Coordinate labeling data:

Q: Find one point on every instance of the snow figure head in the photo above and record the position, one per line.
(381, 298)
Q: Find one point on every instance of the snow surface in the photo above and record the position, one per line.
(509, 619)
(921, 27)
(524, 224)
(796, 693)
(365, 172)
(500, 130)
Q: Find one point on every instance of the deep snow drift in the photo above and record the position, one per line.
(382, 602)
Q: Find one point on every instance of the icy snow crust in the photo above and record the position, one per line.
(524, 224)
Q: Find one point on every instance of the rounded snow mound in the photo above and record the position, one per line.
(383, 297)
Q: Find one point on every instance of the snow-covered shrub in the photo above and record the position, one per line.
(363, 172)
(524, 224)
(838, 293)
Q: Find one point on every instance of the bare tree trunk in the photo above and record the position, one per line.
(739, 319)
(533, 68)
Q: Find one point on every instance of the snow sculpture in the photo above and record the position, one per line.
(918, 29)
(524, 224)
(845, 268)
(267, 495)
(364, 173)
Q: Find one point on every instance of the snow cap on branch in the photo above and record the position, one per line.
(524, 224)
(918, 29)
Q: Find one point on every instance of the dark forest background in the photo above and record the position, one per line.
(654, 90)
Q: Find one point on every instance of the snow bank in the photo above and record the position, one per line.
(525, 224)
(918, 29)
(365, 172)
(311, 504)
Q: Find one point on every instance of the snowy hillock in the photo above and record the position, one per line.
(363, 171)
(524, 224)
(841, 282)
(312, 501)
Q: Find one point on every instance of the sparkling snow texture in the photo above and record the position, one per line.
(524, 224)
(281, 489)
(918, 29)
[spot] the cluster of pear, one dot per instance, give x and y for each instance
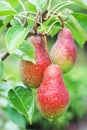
(52, 95)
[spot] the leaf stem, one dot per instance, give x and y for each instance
(5, 55)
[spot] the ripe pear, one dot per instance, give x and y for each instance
(52, 95)
(31, 73)
(63, 51)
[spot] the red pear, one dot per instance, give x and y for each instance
(32, 74)
(52, 95)
(63, 51)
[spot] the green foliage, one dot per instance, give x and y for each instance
(14, 38)
(1, 69)
(6, 9)
(17, 19)
(15, 116)
(22, 99)
(79, 33)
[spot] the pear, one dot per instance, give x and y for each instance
(31, 73)
(64, 51)
(52, 95)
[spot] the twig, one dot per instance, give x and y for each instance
(5, 55)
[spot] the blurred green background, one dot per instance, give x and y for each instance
(75, 80)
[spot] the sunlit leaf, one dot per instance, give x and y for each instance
(15, 37)
(6, 9)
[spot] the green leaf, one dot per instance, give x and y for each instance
(30, 6)
(82, 3)
(15, 116)
(40, 4)
(81, 18)
(23, 100)
(26, 51)
(5, 23)
(78, 32)
(6, 9)
(15, 37)
(1, 69)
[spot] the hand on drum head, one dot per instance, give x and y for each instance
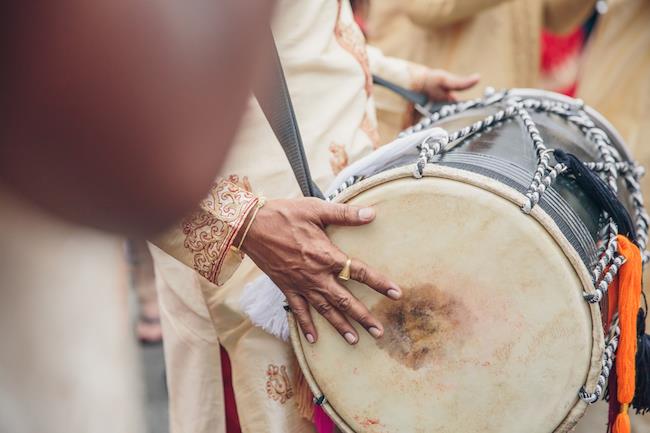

* [REQUIREMENT] Copy every entry above word for word, leaving out the pictures.

* [WRITTEN ANSWER]
Q: Find one point on every instance of the snow figure head in the photo above and record the position, one per line.
(381, 298)
Q: Find one point on every instance of the snow surface in the photo above and record the position, one per line.
(509, 619)
(921, 27)
(524, 224)
(796, 693)
(365, 172)
(500, 130)
Q: Find one point on every instance of the deep snow drift in the photo above and record the position, one per line.
(382, 602)
Q: Find one point on every instance of the icy snow crust in the photo above and record the position, one per line.
(524, 224)
Q: Find one point on every instance of the rounded snow mound in the photo above and record the position, one per line.
(383, 297)
Q: Find one point on every instance of the snow-covered shrub in the photo above and record the position, one per line.
(363, 172)
(524, 224)
(838, 293)
Q: Find one point on every instance of the bare tree trunk in the photo above and record the position, one per line.
(739, 319)
(533, 68)
Q: Find one point on every instance of the snow sculpture in the photo above and record the position, one per line.
(918, 29)
(524, 224)
(845, 268)
(267, 495)
(364, 173)
Q: Find one point on every instance of the snow cap on branch in the photo above and record the position, one per line.
(524, 224)
(918, 29)
Q: Find one point on every instance of the dark forest background in the photo above and record the position, one per line.
(654, 90)
Q: Find one point on every instance of the snow bank in the photo above and record the position, one per line.
(525, 224)
(918, 29)
(365, 172)
(311, 504)
Q: Find one point on every instance of the snowy hillock in the photo above and record the position, one per line.
(363, 171)
(524, 224)
(841, 282)
(312, 501)
Q: Find one point on every instance of the sparkling snow texture in the photo above and record the position, one per line.
(524, 224)
(281, 489)
(918, 29)
[spot] the cluster of pear, one dot per instance, give x and y for each instance
(52, 95)
[spot] the leaf stem, one dot per instance, give x and y for each instance
(5, 55)
[spot] the ripe pear, one dot per instance, give x and y for each instance
(52, 95)
(31, 73)
(63, 51)
[spot] the red pear, one dot per instance, give x and y for each instance
(32, 74)
(52, 95)
(63, 51)
[spot] the green foliage, one dot per instance, give x and y for each instance
(14, 38)
(1, 69)
(6, 9)
(17, 19)
(15, 116)
(22, 99)
(79, 33)
[spot] the pear, one dot per instance, give x and y for each instance
(31, 73)
(64, 51)
(52, 95)
[spot] the twig, one dot per instance, give x and y for each instance
(5, 55)
[spot] the blurred green background, one dot per instance, give x and y for each instance
(75, 80)
[spot] the sunlit leaf, one dot per instance, give x and y for each instance
(15, 37)
(6, 9)
[spot] the green leaf, one dot per instance, give x and y for each instance
(30, 6)
(82, 3)
(15, 116)
(40, 4)
(81, 18)
(23, 100)
(26, 51)
(5, 23)
(78, 32)
(6, 9)
(15, 37)
(1, 69)
[spot] the hand on drum head, one dot per instance, give x and y for each instance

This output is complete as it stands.